*INSTRUCTION 1*.
Answer these from the piece about the Thai cave rescue:
(a) How many boys from the soccer team were trapped in the cave with their coach?
(b) On what day did the rescue operation get under way?
(c) What kind of story does the text call this one, saying it has universal appeal?

*PROVIDED TEXT*.
World is full of heroes who selflessly help others

World is full of heroes who selflessly help others

The world is a big place and it never stops. Therefore, it is rare that a single news story dominates headlines across the globe, especially when it does not directly impact a large number of people, the way a natural disaster or armed conflict does. Yet the story of 12 boys from a soccer team and their coach trapped in a flooded cave in Thailand has done just that. Across the world, television channels, radio stations and social media platforms broadcast regular updates as a dangerous rescue operation got under way on Sunday. Four boys were rescued successfully, which should be a good sign for the rest of the group and their families. But, until the operation ends, the world will hold its breath and pray that the rest can also be brought home.

This is a “human interest” story with universal appeal. It is a tense drama that is unfolding before our very eyes. It reminds us of just how vulnerable children are, how helpless parents can be and how thin the line between heroism and mere survival can be. This story is not likely to have a villain but certainly does have protagonists that anyone with a heart will root for. It will also have at least one hero.

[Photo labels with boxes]
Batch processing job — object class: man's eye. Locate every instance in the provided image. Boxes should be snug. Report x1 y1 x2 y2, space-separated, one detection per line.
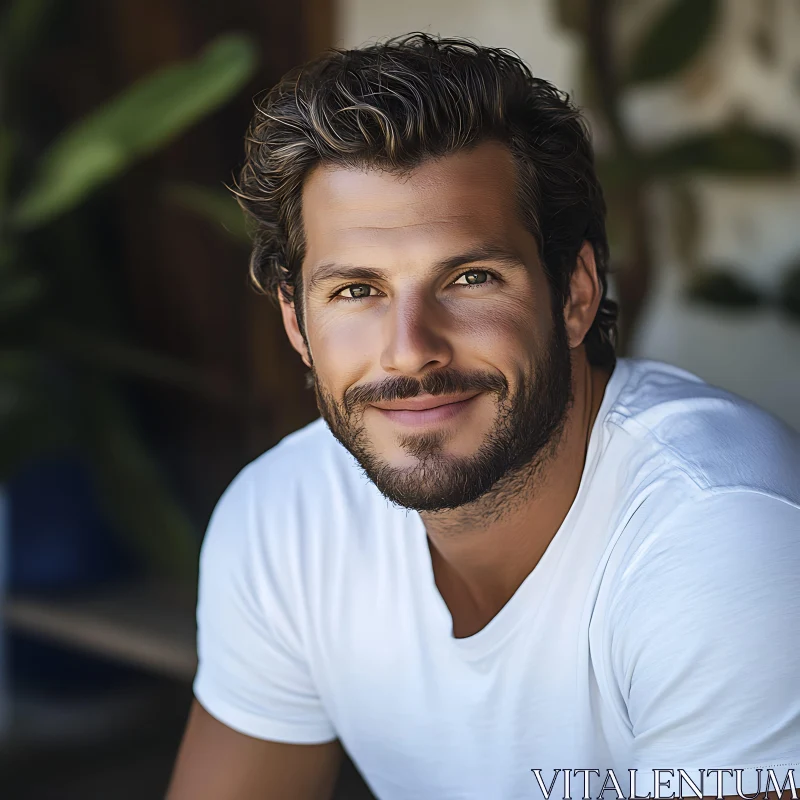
453 269 492 286
338 283 372 300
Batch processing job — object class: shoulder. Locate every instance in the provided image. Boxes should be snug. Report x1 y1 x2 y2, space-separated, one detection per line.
200 419 398 586
215 419 386 527
608 359 800 503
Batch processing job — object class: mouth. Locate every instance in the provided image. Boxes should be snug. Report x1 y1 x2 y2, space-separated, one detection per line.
373 392 480 426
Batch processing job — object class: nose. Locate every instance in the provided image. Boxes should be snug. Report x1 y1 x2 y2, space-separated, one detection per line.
381 296 453 377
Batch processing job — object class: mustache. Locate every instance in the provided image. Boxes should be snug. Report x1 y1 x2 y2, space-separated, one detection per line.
344 370 508 413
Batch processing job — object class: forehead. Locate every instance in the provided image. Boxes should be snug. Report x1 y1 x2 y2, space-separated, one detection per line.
296 142 526 271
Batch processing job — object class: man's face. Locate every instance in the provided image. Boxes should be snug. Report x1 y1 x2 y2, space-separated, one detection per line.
290 143 571 511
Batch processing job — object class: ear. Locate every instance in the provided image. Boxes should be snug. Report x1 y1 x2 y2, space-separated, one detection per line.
564 242 601 348
278 291 311 368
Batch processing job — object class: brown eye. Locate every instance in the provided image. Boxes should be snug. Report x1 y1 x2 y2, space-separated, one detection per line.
456 269 489 286
342 283 372 300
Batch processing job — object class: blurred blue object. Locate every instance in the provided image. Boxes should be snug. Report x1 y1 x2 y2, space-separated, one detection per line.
6 454 137 594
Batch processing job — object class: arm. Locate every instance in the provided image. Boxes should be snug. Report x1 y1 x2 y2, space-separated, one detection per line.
610 491 800 795
167 701 342 800
173 470 341 800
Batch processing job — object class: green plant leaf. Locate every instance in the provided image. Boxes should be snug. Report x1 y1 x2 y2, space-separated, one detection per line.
646 123 797 177
13 35 256 228
687 267 765 310
165 183 250 247
627 0 719 84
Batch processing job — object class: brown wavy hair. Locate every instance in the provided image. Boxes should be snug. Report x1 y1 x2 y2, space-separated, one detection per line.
235 33 617 368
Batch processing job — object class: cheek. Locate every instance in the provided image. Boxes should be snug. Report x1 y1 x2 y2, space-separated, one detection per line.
452 298 547 359
307 314 378 388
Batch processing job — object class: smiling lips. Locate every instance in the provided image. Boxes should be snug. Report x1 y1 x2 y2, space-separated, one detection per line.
372 392 479 425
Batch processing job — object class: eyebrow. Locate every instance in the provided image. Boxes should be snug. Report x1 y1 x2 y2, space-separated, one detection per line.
308 244 525 292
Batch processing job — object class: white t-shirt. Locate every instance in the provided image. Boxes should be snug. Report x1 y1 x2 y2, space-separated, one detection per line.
194 359 800 800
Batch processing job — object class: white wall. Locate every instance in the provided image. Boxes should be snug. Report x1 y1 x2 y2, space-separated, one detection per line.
337 0 800 429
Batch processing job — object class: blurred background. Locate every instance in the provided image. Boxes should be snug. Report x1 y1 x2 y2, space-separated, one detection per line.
0 0 800 800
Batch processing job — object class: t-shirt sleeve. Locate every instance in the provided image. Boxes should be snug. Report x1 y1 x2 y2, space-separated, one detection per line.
610 491 800 795
194 470 336 744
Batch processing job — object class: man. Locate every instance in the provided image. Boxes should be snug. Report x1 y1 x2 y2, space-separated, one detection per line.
169 35 800 800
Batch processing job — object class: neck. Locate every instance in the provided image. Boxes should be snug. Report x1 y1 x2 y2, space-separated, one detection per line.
421 357 610 637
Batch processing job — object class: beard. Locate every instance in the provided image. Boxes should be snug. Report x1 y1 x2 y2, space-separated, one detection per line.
311 306 572 516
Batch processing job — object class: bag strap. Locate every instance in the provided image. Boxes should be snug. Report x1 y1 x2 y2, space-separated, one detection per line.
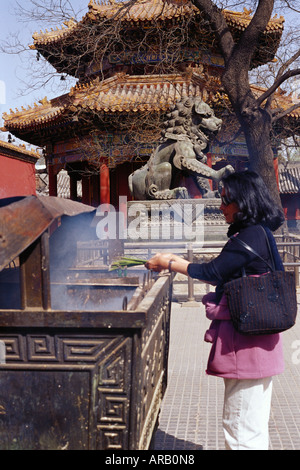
230 225 275 271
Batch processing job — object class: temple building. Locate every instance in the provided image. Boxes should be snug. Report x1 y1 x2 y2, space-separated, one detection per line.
3 0 299 207
0 140 40 199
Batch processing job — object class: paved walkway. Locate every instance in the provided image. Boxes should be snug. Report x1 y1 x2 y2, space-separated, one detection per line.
154 296 300 450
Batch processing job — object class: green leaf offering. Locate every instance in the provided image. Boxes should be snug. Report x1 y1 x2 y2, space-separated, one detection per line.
109 256 147 271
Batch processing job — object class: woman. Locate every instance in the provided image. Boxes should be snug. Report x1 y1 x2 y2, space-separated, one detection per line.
146 171 284 450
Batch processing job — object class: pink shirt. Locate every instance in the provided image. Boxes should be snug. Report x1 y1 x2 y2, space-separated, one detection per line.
202 292 284 379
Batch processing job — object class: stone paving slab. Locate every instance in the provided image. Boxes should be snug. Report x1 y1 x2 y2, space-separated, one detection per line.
154 297 300 450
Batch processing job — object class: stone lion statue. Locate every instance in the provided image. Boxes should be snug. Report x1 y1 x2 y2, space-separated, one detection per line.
128 98 234 200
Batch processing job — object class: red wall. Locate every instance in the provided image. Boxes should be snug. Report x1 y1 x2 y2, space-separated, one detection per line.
0 155 36 199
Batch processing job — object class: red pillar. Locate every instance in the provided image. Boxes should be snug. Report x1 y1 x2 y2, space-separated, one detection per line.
273 158 279 189
206 152 213 189
100 163 110 204
48 165 57 196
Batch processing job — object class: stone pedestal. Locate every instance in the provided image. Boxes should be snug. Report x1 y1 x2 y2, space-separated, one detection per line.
127 199 228 244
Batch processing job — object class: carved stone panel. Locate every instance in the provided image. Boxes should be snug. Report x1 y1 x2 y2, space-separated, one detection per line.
0 332 132 450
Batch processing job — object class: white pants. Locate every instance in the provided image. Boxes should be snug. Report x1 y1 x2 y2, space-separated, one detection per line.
223 377 272 450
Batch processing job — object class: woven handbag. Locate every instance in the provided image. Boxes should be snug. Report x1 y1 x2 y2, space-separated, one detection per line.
224 231 297 335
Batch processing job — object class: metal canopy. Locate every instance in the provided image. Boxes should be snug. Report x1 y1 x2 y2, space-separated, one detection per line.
0 196 96 271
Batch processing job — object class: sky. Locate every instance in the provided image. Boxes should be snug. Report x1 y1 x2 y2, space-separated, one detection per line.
0 0 293 149
0 0 89 147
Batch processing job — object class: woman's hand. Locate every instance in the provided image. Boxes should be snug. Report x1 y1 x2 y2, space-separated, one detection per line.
145 253 189 275
145 253 173 273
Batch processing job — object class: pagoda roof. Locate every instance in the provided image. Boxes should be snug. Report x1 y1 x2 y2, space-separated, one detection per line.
30 0 285 74
2 72 209 142
31 0 285 49
2 68 300 146
0 140 40 163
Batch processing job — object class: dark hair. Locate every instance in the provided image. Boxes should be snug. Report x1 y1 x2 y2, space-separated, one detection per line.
222 170 284 231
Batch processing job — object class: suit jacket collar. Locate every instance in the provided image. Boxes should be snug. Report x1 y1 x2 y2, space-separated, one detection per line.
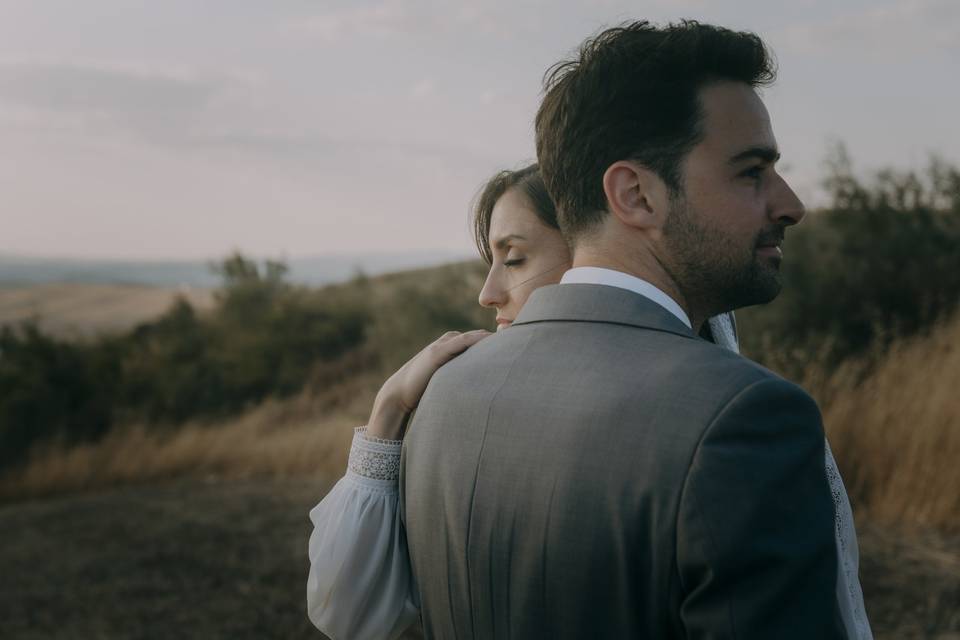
513 283 696 338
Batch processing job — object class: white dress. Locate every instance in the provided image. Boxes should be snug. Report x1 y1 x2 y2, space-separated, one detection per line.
307 315 873 640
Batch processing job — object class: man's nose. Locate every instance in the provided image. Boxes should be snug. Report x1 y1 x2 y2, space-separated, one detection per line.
770 176 807 226
480 268 506 308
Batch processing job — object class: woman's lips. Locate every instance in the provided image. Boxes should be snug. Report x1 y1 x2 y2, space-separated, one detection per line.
757 244 783 258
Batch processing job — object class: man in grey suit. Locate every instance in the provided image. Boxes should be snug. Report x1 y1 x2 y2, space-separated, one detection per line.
401 22 844 639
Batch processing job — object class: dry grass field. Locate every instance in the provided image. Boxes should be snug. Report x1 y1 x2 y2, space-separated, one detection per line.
0 280 960 640
0 283 213 337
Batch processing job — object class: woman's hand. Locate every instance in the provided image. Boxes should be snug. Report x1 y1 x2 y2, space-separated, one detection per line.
367 329 490 440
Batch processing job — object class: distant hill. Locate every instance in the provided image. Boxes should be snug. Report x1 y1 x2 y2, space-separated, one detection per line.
0 251 474 287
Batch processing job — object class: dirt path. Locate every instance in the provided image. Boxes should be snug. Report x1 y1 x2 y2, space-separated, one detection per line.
0 481 960 640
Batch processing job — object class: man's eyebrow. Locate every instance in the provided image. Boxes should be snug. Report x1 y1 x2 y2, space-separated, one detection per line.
493 233 526 249
730 146 780 164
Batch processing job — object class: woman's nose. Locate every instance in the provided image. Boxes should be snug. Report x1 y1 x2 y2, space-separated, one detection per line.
480 268 507 308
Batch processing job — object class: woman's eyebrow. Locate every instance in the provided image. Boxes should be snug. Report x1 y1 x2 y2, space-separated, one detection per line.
493 233 526 249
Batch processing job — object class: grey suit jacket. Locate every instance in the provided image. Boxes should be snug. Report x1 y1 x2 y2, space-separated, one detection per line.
400 284 843 640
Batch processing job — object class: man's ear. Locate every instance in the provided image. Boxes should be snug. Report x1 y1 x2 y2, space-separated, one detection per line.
603 160 670 229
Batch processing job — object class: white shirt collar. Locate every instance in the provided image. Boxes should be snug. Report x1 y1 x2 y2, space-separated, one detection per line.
560 267 693 330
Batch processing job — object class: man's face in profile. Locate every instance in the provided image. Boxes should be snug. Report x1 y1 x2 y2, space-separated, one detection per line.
664 81 804 313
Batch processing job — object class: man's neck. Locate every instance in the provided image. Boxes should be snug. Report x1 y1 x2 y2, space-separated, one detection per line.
572 247 706 333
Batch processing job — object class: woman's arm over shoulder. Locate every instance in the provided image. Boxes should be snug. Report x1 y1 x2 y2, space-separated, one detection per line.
307 429 419 640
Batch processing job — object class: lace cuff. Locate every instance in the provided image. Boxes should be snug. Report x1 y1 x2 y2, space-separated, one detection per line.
347 427 403 482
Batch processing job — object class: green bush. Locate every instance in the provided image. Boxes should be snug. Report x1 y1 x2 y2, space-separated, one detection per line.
738 147 960 377
0 254 370 468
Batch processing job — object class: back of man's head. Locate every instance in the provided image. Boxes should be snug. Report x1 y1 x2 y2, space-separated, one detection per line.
536 21 776 244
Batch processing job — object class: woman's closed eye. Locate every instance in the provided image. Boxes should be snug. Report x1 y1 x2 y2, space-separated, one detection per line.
740 165 766 182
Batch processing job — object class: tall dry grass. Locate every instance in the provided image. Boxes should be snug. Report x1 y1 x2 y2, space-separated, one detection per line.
805 317 960 533
0 304 960 533
0 364 381 500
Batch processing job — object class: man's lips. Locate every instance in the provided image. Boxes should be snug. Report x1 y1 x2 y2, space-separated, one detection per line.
757 244 783 258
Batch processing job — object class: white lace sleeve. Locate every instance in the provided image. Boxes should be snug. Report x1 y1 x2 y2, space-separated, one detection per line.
824 441 873 640
307 427 420 640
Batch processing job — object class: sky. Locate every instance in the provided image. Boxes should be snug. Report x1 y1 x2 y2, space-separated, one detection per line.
0 0 960 260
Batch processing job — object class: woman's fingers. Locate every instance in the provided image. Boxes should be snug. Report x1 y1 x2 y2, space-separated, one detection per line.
431 329 491 368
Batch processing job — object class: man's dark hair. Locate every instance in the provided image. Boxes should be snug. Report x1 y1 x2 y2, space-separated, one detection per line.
536 20 776 240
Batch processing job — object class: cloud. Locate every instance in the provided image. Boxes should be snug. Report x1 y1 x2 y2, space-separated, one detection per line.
770 0 960 58
287 0 520 44
0 62 226 137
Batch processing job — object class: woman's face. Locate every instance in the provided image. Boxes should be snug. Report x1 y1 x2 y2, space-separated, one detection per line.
480 189 570 331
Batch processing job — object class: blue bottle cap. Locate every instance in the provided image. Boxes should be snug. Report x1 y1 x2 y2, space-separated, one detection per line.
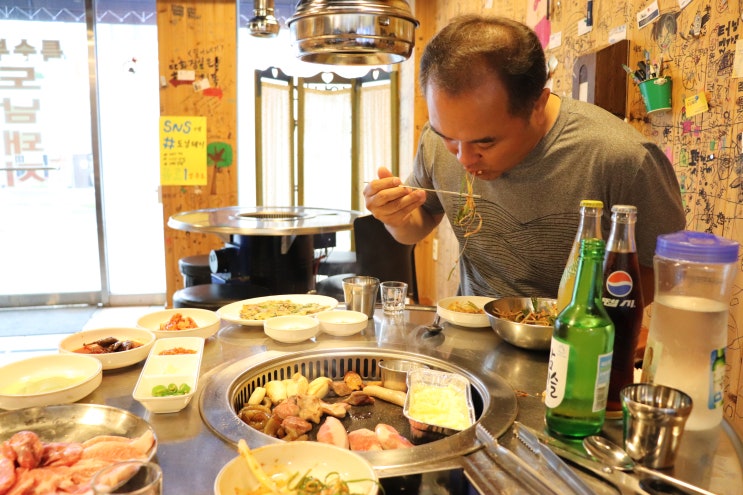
655 230 739 263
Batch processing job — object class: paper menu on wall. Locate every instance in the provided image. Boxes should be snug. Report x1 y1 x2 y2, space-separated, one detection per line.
160 116 207 186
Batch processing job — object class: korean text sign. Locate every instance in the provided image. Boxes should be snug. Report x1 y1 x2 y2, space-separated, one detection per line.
160 116 207 186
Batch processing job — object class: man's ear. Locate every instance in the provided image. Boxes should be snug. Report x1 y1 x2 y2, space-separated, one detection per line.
531 88 551 124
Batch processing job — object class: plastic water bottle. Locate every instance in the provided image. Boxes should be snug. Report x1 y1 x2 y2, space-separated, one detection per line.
642 231 739 430
544 239 614 438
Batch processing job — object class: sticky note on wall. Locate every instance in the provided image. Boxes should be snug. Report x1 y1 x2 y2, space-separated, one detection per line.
684 92 709 117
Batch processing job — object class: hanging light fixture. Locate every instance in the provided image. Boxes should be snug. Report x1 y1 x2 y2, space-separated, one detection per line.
248 0 280 38
287 0 418 65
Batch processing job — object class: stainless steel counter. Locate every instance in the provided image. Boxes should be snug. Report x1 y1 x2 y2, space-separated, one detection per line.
82 308 743 495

*INSTRUCTION 2*. Convert the rows, starting with the line that contains "Batch processing job — object class: man's nose." and going on through the line that contains "0 283 213 337", into a JSON list of strings, one string per line, with blank lines left out.

*TASK ANSWER 1*.
(a) 12
(b) Sunday
(c) A "human interest" story

*TASK ANSWER 2*.
[
  "Batch processing job — object class: man's nose. Locate every instance in the provided image. Boxes should be snug. Report x1 y1 x2 y2, space-separated, one detection per line.",
  "770 176 807 226",
  "480 268 506 308",
  "Batch processing job — object class: woman's lips. Locate every instance in the provided image. Boxes should be snug. Report x1 y1 x2 y2, space-separated, one detection per line.",
  "757 244 783 258",
  "Batch processing job — object class: man in grey suit. Locate every instance in the provided image. Boxes should be snug. Report x1 y1 x2 y2, space-separated, one detection per line.",
  "401 22 844 639",
  "Batch processing job — object class: dry grass field. Locate every instance in the provided image. Boxes should be snug. Report x1 y1 x2 y2, space-separated, one detection per line.",
  "0 280 960 640",
  "0 283 213 337"
]